About this exercise> Retype each entry below, keeping every character the same.
--- Supplied data Enclosed Below ---
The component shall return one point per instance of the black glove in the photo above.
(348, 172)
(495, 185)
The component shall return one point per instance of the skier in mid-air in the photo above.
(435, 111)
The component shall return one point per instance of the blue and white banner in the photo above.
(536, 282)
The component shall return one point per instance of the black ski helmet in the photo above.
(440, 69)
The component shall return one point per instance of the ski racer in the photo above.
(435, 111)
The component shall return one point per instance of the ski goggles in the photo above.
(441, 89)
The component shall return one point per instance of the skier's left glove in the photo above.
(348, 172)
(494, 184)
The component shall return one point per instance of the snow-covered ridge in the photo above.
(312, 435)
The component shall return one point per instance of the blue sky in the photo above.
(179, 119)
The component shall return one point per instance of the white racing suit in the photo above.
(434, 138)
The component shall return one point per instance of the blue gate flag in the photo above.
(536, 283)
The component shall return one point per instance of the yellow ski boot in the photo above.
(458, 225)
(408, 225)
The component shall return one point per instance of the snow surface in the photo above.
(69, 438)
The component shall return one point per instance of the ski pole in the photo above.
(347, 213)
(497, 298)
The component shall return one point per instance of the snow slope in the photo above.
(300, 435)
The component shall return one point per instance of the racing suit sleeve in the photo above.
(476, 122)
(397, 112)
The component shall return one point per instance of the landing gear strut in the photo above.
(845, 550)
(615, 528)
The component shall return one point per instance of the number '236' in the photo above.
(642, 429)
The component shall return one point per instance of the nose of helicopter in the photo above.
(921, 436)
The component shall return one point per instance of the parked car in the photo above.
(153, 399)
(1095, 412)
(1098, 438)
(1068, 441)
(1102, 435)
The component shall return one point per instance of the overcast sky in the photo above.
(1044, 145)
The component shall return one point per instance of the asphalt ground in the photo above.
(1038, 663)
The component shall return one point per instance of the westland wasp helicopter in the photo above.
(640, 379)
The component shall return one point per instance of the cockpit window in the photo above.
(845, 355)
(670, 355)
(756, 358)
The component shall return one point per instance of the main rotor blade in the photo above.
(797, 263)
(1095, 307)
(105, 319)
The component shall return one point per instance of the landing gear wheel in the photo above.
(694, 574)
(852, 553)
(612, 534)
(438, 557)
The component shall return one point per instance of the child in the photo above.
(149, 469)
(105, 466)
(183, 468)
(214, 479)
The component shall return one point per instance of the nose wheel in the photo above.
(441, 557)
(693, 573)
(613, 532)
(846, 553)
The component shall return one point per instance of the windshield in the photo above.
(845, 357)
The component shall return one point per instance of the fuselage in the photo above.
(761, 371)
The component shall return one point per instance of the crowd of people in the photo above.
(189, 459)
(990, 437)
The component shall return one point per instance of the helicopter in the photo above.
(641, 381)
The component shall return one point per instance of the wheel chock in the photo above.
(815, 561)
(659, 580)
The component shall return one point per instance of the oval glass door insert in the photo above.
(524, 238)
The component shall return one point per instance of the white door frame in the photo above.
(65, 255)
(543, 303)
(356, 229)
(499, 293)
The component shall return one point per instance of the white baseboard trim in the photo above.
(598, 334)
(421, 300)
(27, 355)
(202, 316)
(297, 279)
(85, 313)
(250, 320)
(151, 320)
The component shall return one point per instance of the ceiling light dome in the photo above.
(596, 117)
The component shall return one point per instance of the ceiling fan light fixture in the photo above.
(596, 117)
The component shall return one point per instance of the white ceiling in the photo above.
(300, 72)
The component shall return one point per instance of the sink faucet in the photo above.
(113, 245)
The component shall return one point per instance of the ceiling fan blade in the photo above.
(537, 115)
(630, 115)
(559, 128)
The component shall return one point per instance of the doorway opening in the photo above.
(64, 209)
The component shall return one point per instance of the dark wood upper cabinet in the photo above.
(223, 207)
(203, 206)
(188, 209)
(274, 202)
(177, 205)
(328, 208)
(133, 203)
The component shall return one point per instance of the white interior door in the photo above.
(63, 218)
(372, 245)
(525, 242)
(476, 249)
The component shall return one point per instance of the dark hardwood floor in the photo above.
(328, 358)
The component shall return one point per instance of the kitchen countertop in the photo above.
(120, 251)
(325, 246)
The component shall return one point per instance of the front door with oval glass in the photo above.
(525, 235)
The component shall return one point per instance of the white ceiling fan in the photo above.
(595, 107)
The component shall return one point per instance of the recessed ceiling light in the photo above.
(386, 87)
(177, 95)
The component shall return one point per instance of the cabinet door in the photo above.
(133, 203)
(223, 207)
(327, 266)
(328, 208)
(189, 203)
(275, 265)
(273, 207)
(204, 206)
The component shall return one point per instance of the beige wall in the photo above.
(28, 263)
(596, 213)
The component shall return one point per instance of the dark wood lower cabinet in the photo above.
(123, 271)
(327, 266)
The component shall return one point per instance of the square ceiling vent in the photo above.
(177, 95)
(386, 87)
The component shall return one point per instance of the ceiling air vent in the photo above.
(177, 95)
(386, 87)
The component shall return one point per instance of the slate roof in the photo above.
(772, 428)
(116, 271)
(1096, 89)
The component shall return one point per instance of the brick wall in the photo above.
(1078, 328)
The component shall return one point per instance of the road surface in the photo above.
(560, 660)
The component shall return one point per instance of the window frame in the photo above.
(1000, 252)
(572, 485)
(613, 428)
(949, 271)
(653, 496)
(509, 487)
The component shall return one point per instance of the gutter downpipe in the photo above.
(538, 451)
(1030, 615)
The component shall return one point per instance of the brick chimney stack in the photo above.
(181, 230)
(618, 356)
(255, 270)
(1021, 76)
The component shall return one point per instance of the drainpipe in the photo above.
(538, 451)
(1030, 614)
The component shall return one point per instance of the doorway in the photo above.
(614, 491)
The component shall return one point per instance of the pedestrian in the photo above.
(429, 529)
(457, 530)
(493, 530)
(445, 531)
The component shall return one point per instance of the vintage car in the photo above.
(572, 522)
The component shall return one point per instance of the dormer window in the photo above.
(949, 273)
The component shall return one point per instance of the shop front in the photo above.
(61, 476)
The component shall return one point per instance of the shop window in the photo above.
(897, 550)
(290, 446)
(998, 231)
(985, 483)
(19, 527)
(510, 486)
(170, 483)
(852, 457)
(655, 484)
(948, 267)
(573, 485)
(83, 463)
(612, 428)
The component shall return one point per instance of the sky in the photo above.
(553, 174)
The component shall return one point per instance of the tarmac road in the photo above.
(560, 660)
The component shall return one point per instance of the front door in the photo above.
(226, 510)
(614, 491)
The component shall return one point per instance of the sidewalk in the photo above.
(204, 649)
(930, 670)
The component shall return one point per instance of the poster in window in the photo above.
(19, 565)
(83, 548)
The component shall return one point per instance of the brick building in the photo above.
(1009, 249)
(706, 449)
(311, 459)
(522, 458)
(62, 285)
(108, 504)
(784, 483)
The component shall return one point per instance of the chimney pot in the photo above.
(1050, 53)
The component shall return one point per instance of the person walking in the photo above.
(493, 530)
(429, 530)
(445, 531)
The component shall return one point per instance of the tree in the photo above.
--- End of Enclosed Supplied data ---
Answer space>
The component shall return one point per instance of the black glove in the photo above.
(348, 172)
(495, 185)
The component shall return one point per instance of the skier in mid-air in the photo above.
(435, 111)
The component shall return one point per instance of the blue and white banner in the photo above.
(536, 282)
The component shall return one point per instance of the black ski helmet in the photo above.
(440, 69)
The component shall return one point per instance of the ski racer in the photo above.
(435, 111)
The component shall return one point per instance of the ski goggles in the photo above.
(441, 89)
The component shall return one point per instance of the skier's left glove in the photo above.
(348, 172)
(494, 184)
The component shall return one point per instance of the snow-covered ridge in the photo above.
(312, 435)
The component shall return one point per instance of the blue sky in the photo above.
(179, 119)
The component shall return one point per instance of the white racing suit in the photo above.
(434, 138)
The component shall return one point per instance of the blue gate flag in the photo above.
(536, 283)
The component shall return one point per instance of the yellow ski boot in the photo above.
(458, 225)
(408, 225)
The component shall return one point per instance of the snow surface in the photo above.
(69, 438)
The component shall return one point per instance of the ski pole in the photo above.
(347, 213)
(497, 298)
The component shall return one point per instance of the snow slope in the photo above.
(300, 435)
The component shall return one point per instance of the racing suit sleeve in the photo above.
(476, 122)
(397, 112)
The component shall return one point per instance of the landing gear strut in the photo above.
(845, 550)
(615, 528)
The component shall return one point per instance of the number '236' in the photo above.
(642, 429)
The component shall return one point per instance of the nose of helicopter in the photo above.
(921, 436)
The component shall return one point per instance of the parked car in the photo above.
(153, 399)
(1095, 412)
(1098, 438)
(1068, 441)
(1102, 435)
The component shall return one point per instance of the overcast sky in the photo above.
(1044, 145)
The component shall return one point per instance of the asphalt ground in the photo above.
(1038, 663)
The component shall return one point per instance of the westland wasp helicopter in the photo above.
(640, 379)
The component shall return one point per instance of the cockpit window in the photo above.
(845, 355)
(670, 355)
(756, 358)
The component shall return one point per instance of the main rotor blade in the photo above.
(797, 263)
(1095, 307)
(105, 319)
The component shall return one point per instance of the landing gear wheel in the photo above.
(694, 574)
(852, 553)
(612, 534)
(438, 557)
The component shall return one point per instance of the child in the photo above.
(149, 469)
(105, 466)
(183, 468)
(214, 479)
The component shall return one point per instance of the nose wheel in the photo above.
(441, 557)
(693, 573)
(613, 532)
(846, 553)
The component shall return one point per instance of the windshield in the photo above.
(845, 357)
The component shall return one point per instance of the fuselage in the photo above.
(761, 371)
The component shall return one point per instance of the crowd of people in the photo above.
(189, 459)
(990, 437)
The component shall return one point per instance of the helicopter in the photo above.
(641, 381)
The component shall return one point per instance of the wheel chock in the photo above.
(815, 561)
(659, 580)
The component shall return one point per instance of the oval glass door insert in the photo above.
(524, 238)
The component shall return one point per instance of the white door frame in the photo above.
(65, 255)
(543, 303)
(356, 229)
(499, 293)
The component shall return one point per instance of the white baseboard trim in the photo above.
(598, 334)
(421, 300)
(27, 355)
(202, 316)
(297, 279)
(85, 313)
(250, 320)
(151, 320)
The component shall return one point per instance of the ceiling light dome in the photo above.
(596, 117)
The component shall return one point per instance of the ceiling fan light fixture in the photo above.
(596, 117)
The component shall return one point per instance of the white ceiling in the photo above.
(300, 72)
The component shall return one point per instance of the sink faucet in the photo above.
(113, 245)
The component shall return one point per instance of the ceiling fan blade in the photo above.
(537, 115)
(630, 115)
(559, 128)
The component shall return one point per instance of the doorway opening in the photo above.
(64, 209)
The component shall return one point per instance of the dark wood upper cabinet in the photo above.
(223, 207)
(203, 206)
(188, 209)
(274, 202)
(177, 205)
(328, 208)
(133, 203)
The component shall return one point per instance of the white interior door in the photo above.
(63, 218)
(372, 245)
(525, 242)
(476, 249)
The component shall return one point per instance of the dark hardwood floor in the photo above.
(328, 358)
The component shall return one point per instance of the kitchen countertop in the photo above.
(120, 251)
(325, 246)
The component shall return one point per instance of the front door with oval glass in the photo above.
(525, 235)
The component shall return one point per instance of the white ceiling fan in the photo above.
(595, 107)
The component shall return one point per instance of the recessed ceiling light in the photo above.
(386, 87)
(177, 95)
The component shall return one point per instance of the cabinet door in the photo above.
(133, 203)
(223, 207)
(327, 266)
(328, 208)
(189, 203)
(275, 265)
(273, 207)
(204, 206)
The component shall return one point per instance of the beige wall in the photo above.
(28, 263)
(596, 213)
The component shall return one point per instance of the dark wood lower cabinet in the photo above.
(123, 271)
(327, 266)
The component shall return one point per instance of the square ceiling vent in the photo above.
(177, 95)
(386, 87)
The component shall return one point per instance of the ceiling air vent in the photo above.
(177, 95)
(386, 87)
The component shall return one point per instance of the slate roof in the photo above.
(772, 428)
(116, 271)
(1096, 89)
The component shall return one point per instance of the brick wall in the photo above.
(1078, 328)
The component shall return one point per instance of the road surface in the photo above.
(560, 660)
The component shall return one point per instance of the window frame in the photo above.
(1000, 252)
(572, 485)
(613, 428)
(949, 271)
(653, 496)
(509, 487)
The component shall return one point per instance of the gutter downpipe in the photo above.
(538, 451)
(1030, 615)
The component shall return one point per instance of the brick chimney stack in the photo above.
(181, 230)
(618, 356)
(255, 270)
(1021, 76)
The component shall return one point per instance of the drainpipe in the photo above.
(538, 451)
(1030, 614)
The component shall return one point per instance of the doorway in the photo above.
(614, 491)
The component shall return one point per instance of the pedestrian in the photo above.
(429, 529)
(457, 530)
(493, 530)
(445, 531)
The component shall return one point per instance of the vintage car in the photo above.
(572, 522)
The component shall return one point per instance of the dormer window in the photo above.
(949, 273)
The component shall return one point per instance of the shop front in the photo above.
(61, 476)
The component shall return one point per instance of the shop window in the photo above.
(897, 550)
(290, 446)
(998, 231)
(985, 483)
(19, 527)
(510, 486)
(170, 483)
(852, 457)
(655, 484)
(948, 267)
(573, 485)
(83, 463)
(612, 428)
The component shall return one point per instance of the sky in the photo above.
(553, 174)
The component shall return one point per instance of the tarmac road in the photo above.
(560, 660)
The component shall return one point per instance of the front door in the photo above.
(226, 510)
(614, 491)
The component shall return one point per instance of the sidewalk in the photo above.
(204, 649)
(930, 670)
The component shall return one point per instance of the poster in window in the photo above.
(19, 565)
(83, 548)
The component shall return one point per instance of the brick building in the photo above.
(1009, 249)
(706, 449)
(311, 459)
(522, 458)
(62, 285)
(108, 504)
(784, 483)
The component shall return one point per instance of the chimney pot in the photo above.
(1050, 53)
The component shall return one point per instance of the person walking in the photo above.
(493, 530)
(429, 530)
(445, 531)
The component shall return one point per instance of the tree in the photo above.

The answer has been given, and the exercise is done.